EXERCISE BRIEF
Copy the stretch of the data from its first line through the line containing "point(392, 136)", including both ends, word for word.

(Point labeling data)
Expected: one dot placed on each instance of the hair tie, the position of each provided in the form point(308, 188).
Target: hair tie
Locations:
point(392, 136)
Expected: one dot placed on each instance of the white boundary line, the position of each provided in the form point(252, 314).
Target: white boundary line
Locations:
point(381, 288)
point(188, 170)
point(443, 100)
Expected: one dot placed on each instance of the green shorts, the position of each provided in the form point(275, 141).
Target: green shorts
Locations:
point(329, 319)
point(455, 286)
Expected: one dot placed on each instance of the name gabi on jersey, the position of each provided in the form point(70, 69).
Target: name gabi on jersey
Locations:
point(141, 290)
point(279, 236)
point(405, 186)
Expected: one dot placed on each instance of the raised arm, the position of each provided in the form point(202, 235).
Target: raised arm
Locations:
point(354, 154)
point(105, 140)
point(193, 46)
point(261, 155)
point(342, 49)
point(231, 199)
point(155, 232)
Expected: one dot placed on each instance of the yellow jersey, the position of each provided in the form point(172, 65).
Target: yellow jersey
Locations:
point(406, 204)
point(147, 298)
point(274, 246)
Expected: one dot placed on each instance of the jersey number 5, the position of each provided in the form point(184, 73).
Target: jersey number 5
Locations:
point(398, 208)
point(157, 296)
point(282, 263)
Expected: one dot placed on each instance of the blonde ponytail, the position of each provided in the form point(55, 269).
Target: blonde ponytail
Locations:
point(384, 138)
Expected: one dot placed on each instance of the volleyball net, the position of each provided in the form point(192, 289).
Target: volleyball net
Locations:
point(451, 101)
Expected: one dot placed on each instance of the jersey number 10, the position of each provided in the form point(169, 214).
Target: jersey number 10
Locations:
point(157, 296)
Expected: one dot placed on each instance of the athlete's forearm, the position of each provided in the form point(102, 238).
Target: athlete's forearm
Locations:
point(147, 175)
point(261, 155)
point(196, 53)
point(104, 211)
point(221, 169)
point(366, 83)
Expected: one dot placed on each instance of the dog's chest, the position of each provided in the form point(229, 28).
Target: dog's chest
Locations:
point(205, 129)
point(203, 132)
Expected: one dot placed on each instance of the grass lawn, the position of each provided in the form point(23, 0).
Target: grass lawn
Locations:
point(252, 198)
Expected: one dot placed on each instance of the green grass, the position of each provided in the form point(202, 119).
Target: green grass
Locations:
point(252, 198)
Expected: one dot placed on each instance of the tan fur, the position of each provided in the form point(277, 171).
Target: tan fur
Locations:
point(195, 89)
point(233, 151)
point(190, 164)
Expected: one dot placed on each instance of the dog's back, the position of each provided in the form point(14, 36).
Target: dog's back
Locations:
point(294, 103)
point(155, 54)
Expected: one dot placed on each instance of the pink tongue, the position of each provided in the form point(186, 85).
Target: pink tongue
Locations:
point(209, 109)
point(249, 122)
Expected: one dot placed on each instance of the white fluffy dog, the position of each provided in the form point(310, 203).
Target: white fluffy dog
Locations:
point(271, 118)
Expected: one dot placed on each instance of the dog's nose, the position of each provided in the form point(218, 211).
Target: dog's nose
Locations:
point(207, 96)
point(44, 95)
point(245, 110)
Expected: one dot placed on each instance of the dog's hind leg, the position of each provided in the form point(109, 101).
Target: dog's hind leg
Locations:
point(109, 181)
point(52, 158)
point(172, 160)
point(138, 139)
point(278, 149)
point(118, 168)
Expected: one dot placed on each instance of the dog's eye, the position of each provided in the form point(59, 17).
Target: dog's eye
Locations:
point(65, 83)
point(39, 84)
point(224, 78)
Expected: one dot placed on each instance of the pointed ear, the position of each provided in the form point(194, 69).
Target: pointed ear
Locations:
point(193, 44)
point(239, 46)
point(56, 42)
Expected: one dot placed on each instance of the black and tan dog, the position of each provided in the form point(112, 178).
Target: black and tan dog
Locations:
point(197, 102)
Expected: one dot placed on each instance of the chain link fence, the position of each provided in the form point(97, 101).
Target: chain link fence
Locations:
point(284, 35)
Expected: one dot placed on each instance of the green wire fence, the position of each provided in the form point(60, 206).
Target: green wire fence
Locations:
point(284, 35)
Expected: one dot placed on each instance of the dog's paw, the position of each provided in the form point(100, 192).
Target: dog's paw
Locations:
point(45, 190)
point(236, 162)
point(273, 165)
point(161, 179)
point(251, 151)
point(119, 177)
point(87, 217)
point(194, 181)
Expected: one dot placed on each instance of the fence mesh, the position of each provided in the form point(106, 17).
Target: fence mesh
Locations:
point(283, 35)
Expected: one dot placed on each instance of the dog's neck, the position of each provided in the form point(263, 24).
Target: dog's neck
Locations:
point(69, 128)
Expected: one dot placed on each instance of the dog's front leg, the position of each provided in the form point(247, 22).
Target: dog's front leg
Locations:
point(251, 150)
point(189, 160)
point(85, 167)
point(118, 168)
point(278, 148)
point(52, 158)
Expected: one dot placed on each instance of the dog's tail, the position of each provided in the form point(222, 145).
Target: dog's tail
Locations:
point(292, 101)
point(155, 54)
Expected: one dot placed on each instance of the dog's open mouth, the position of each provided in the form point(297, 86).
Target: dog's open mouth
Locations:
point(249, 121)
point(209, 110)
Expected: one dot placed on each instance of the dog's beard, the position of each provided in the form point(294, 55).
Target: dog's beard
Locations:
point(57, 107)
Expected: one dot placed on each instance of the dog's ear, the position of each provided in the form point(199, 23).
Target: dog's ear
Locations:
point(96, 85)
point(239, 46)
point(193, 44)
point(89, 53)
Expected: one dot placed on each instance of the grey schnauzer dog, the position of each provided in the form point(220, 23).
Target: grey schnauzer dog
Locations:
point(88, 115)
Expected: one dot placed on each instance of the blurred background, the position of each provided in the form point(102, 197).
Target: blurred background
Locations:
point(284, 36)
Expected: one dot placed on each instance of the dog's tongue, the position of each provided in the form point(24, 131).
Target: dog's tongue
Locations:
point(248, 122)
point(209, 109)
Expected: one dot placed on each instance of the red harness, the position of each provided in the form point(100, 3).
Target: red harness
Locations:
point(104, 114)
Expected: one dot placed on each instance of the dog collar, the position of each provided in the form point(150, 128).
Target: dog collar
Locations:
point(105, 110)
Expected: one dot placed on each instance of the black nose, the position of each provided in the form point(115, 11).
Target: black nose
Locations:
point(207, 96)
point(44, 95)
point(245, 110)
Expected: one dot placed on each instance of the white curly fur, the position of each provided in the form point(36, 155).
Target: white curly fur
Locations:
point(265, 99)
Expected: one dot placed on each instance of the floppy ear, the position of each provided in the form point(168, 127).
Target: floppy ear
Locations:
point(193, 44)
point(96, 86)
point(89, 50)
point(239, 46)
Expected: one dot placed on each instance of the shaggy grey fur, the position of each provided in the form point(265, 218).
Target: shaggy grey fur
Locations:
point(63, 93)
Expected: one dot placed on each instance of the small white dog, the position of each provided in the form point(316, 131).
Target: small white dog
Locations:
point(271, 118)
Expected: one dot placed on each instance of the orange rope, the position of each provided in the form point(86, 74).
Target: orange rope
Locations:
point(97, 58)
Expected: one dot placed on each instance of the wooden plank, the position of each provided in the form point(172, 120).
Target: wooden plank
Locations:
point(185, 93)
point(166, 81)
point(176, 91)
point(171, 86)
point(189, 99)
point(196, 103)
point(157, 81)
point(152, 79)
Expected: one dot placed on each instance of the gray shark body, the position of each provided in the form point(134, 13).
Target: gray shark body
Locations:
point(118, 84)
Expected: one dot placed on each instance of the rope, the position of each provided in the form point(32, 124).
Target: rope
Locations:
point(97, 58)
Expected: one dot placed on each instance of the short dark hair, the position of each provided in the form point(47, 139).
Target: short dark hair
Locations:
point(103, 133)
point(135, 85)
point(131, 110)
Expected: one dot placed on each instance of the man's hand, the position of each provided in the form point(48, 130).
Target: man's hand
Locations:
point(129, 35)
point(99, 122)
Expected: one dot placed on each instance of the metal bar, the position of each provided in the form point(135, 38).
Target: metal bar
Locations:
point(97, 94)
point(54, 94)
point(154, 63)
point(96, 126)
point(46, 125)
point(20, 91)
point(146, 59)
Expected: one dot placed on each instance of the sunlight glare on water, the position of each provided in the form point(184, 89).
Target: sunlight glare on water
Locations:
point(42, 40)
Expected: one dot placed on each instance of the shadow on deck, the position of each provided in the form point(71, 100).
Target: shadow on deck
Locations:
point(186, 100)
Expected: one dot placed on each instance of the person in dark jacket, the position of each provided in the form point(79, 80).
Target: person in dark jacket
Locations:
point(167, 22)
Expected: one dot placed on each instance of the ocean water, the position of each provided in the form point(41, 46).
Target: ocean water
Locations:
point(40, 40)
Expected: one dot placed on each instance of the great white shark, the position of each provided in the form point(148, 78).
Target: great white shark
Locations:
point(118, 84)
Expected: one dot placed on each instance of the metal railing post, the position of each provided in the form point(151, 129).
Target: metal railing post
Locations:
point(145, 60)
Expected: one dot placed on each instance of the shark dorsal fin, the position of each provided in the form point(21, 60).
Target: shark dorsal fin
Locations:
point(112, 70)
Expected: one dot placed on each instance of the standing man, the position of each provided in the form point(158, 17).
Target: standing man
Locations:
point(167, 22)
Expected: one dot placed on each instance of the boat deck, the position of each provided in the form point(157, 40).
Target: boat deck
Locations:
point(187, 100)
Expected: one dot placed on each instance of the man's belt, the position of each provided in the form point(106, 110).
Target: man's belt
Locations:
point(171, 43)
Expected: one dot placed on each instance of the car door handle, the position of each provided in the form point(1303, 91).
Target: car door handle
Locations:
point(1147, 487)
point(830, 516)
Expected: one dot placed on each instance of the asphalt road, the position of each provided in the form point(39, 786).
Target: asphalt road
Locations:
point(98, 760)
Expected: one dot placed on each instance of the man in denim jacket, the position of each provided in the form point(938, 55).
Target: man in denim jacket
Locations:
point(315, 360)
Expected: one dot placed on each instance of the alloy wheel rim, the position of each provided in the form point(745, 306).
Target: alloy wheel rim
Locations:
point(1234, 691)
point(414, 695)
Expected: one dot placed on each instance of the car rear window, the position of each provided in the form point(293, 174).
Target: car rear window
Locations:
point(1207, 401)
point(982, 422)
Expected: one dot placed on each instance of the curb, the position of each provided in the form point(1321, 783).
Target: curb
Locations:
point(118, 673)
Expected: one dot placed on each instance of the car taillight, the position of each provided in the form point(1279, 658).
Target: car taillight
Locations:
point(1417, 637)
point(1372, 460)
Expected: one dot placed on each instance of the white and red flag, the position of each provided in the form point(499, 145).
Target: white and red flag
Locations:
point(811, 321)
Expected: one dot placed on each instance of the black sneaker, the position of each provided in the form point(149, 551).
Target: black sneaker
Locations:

EXPECTED ANSWER
Expected: one dot placed on each instance of the hair tie, the position of each provided in the form point(308, 188).
Target: hair tie
Locations:
point(392, 136)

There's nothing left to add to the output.